#### EXCERPT:
.....
Introduction to Cisco Firepower Threat Defense (FTD) on ASA 5500-X

Introduction to Cisco Firepower Threat Defense (FTD) on ASA 5500-X

This week I’m working on testing out the new Firepower Thread Defense (FTD) 6.1 image for the ASA 5500-X, and hopefully getting familiar with how things work in the new setup. One of the things I’m most excited about is the onboard management interface — this is an HTML based interface that no longer requires ASDM, which is a huge step in the right direction, in my opinion.

I’m going to go cover the reimage process and see what a box looks like from a fresh start, as well as give some overviews of the management interface and the CLI. I’ll try not to dig too deep in this introduction but I’m hoping to provide a lot of screenshots of various screens and things I notice during the setup.

For your reference, you can find the 6.1.0 release notes here, and the Firepower Threat Defense 6.1.0 Configuration Guide here.


I’ll cover the gist of the reimage process now, but you can find the full instructions here.

The big thing to note during the reimage, is that it will wipe out everything you have on your device — configuration, ASA/ASDM images, Anyconnect packages — everything. So be sure to backup anything you want to keep.

To complete the reimage you’ll need console access to your ASA, a TFTP server, and the FTD cdisk file for your platform.

Let’s get started.

  1. Verify your hardware is the correct ROMMON version. FTD requires minimum version of 1.1.8. You can verify this using the show module command. Look at the Fw Version value.
.....
#### OBJECTIVE 1:
List the three things the FTD introduction says you need to complete the reimage.
#### OBJECTIVE 2:
Repeat the part of the FTD introduction starting with "I’ll cover the" and going on through "for your platform.".
This data comes from a separate source.

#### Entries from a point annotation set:
.....
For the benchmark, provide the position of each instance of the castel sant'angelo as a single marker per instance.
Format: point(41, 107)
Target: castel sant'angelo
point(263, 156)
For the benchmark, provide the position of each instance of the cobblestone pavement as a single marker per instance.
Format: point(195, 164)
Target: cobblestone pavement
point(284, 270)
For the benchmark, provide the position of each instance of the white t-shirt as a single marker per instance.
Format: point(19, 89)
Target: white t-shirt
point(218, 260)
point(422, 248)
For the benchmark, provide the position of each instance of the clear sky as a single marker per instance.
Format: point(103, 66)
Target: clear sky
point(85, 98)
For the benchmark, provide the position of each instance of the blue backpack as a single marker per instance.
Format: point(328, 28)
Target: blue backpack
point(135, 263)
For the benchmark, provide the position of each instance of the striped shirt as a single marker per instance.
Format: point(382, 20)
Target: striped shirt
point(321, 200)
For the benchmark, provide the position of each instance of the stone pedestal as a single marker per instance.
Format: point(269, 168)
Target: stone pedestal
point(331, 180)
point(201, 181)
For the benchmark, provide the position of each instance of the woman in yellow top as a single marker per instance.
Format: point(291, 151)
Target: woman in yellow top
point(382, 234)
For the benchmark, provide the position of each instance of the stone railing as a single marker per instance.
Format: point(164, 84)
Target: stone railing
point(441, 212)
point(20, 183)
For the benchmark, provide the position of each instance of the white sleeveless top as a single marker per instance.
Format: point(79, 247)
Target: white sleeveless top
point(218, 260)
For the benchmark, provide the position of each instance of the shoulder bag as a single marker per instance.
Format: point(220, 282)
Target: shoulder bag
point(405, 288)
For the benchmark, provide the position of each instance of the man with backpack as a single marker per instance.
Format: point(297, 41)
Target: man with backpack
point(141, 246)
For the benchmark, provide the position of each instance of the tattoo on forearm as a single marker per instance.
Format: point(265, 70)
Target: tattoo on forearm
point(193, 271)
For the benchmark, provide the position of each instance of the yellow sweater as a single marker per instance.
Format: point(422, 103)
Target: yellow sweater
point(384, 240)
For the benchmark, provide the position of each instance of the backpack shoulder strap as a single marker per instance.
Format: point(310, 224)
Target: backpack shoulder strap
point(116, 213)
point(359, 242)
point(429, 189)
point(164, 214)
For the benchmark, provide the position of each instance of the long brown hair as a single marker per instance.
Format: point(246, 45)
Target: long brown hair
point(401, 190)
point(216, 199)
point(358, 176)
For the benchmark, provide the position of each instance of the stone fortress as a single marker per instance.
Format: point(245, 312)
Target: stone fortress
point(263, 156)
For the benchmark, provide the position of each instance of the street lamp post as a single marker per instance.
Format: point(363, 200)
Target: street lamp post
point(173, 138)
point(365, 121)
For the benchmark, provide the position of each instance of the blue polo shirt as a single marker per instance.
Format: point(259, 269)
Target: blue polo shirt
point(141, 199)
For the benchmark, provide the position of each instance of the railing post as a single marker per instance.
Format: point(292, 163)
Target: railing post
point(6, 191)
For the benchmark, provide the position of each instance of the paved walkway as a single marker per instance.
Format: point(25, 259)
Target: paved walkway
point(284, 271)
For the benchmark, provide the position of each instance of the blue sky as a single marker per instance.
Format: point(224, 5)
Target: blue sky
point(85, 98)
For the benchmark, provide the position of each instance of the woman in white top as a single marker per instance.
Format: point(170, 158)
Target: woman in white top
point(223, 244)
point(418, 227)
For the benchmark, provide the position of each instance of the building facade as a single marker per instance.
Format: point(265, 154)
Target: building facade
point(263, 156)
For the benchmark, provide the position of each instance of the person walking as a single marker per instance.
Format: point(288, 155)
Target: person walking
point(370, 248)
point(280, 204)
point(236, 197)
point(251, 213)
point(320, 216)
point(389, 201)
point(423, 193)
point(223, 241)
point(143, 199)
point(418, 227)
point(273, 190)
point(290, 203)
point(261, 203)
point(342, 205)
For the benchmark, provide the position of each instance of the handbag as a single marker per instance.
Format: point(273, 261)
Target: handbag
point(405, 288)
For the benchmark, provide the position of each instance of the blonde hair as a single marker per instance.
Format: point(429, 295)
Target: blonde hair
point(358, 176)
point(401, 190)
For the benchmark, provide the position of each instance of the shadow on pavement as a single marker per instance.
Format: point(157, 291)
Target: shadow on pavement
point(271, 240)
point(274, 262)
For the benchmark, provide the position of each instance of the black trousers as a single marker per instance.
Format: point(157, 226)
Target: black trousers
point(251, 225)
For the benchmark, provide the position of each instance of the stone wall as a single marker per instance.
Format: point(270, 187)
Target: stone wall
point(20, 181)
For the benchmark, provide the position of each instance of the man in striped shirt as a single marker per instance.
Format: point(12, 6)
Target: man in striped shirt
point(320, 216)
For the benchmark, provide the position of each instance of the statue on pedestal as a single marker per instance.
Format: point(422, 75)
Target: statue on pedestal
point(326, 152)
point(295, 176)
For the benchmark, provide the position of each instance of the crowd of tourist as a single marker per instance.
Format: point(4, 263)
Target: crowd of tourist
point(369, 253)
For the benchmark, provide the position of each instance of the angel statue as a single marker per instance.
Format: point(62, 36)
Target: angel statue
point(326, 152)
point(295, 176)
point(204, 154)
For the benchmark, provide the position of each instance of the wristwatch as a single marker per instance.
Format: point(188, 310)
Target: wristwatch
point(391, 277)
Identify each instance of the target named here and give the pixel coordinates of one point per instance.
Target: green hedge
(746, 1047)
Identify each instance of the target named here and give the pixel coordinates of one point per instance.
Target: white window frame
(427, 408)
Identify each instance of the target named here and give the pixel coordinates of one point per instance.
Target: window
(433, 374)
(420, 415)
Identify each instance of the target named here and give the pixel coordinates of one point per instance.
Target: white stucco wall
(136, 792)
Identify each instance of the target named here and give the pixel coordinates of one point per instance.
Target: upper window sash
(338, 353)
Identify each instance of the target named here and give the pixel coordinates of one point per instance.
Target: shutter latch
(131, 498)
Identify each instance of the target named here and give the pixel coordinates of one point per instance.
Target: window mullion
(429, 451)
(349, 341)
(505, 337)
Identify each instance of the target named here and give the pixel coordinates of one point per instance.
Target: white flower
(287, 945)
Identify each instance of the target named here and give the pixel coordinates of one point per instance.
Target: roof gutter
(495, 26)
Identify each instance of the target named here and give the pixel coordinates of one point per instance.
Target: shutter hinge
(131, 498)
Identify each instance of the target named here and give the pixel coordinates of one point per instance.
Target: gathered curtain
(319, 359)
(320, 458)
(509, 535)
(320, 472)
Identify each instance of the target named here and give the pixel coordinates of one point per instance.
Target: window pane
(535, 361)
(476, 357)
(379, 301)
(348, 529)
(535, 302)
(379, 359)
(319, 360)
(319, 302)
.....
#### FULL OUTPUT 1:
- Console access to your ASA
- A TFTP server
- The FTD cdisk file for your platform

#### FULL OUTPUT 2:
I’ll cover the gist of the reimage process now, but you can find the full instructions here.

The big thing to note during the reimage, is that it will wipe out everything you have on your device — configuration, ASA/ASDM images, Anyconnect packages — everything. So be sure to backup anything you want to keep.

To complete the reimage you’ll need console access to your ASA, a TFTP server, and the FTD cdisk file for your platform.